Start Exercise inputs

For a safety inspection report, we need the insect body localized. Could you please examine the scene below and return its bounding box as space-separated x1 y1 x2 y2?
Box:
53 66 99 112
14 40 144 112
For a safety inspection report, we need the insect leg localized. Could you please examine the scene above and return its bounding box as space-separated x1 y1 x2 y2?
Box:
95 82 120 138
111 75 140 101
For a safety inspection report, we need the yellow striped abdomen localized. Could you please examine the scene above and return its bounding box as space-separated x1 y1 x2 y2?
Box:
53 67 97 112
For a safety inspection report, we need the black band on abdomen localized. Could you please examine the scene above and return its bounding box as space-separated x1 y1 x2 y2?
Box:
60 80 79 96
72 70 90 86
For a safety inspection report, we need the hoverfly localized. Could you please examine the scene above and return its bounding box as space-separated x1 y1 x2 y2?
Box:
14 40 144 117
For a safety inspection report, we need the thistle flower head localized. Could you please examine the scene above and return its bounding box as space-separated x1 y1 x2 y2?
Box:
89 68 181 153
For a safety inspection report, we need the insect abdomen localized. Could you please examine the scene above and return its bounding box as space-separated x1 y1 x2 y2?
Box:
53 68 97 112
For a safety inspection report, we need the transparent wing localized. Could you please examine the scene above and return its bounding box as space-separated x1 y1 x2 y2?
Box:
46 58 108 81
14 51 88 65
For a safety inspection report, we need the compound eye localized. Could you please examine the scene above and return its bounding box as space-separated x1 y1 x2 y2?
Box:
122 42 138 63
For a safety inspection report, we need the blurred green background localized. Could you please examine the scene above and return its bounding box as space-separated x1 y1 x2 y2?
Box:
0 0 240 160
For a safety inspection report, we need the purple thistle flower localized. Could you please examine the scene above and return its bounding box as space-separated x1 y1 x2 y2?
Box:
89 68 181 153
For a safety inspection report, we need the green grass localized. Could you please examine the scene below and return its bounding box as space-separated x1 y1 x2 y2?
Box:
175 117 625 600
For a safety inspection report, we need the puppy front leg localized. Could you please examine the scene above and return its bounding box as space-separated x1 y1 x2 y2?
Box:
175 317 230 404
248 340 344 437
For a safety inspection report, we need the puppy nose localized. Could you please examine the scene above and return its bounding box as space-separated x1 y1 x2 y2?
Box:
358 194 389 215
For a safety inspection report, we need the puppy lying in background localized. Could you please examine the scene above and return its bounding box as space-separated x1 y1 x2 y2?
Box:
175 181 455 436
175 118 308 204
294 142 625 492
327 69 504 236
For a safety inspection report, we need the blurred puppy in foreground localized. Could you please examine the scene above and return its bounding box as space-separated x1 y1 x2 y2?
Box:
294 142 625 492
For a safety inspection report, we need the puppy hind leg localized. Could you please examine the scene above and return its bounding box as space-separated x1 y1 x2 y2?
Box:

End Exercise inputs

Rewrite all of the items above, swapping "safety inspection report" for "field survey report" and leaving every other word as it is.

For a field survey report, we need the insect body localized. Could you please examine the scene below and return its bounding box as space-separated x1 y1 x2 y2?
Box:
53 66 99 112
14 40 144 112
For a field survey report, we need the insect leg localized. Could you please examine the scene above and return its bounding box as space-separated x1 y1 x2 y2?
Box:
95 82 120 138
111 75 140 101
For a field survey report, we need the yellow striped abdomen localized. Could you please examine the scene above and return its bounding box as space-separated x1 y1 x2 y2?
Box:
53 67 97 112
For a field survey report, we need the black band on abdomen localized. Could you please examine the scene above and return its bounding box as space-separated x1 y1 x2 y2?
Box:
60 80 79 96
72 70 90 86
For a field survey report, we need the hoverfly localized. Could you please examine the scene above and return its bounding box as space-separated x1 y1 x2 y2?
Box:
14 40 144 117
For a field survey report, we need the thistle flower head localized. Could you please examine the scene above and return its bounding box as space-separated x1 y1 x2 y2?
Box:
89 68 181 153
For a field survey report, we need the insect abdomen localized. Could you please examine the scene above and return its bounding box as space-separated x1 y1 x2 y2?
Box:
53 68 97 112
For a field survey report, we need the transparent wing localized. Could you please examine the scene above and return its bounding box as space-separated x1 y1 x2 y2?
Box:
46 58 108 81
14 51 88 65
For a field survey report, we need the compound eye localized. Could you please examine the scene above and return its bounding box as space-separated x1 y1 x2 y2?
Box:
122 42 138 63
For a field survey report, we need the blurred green background localized. Could you please examine the scene above and return its bounding box as space-separated x1 y1 x2 y2?
Box:
0 0 240 160
For a field survey report, we need the purple thistle flower localized. Could you please examine the scene above and return its bounding box as space-separated x1 y1 x2 y2?
Box:
89 68 181 153
For a field survey report, we need the green grass localized. Could you please examine the scene below and return its bounding box as space-separated x1 y1 x2 y2?
Box:
175 117 625 600
For a field survey report, we need the puppy front leg localized. Could you please examine the scene above and return its bounding box as space-separated x1 y1 x2 y2?
Box:
175 317 230 404
248 340 344 437
For a field survey report, we need the puppy nose localized. Could you please examine the scene above and return its bounding box as space-separated x1 y1 x2 y2?
Box:
358 194 389 215
For a field survey report, we need the puppy lying in background localized. Could you please examine the scene above and return its bounding box as space-separated x1 y1 x2 y2?
Box:
175 181 455 436
175 118 308 204
294 142 625 492
327 69 504 236
For a field survey report, we need the blurred puppy in foreground localized. Could you please examine the scene above and return its bounding box as space-separated x1 y1 x2 y2?
Box:
294 142 625 492
For a field survey report, we need the puppy hind leg localized. Could you please examine the scene above and return its bounding box as space-separated x1 y1 x2 y2?
Box:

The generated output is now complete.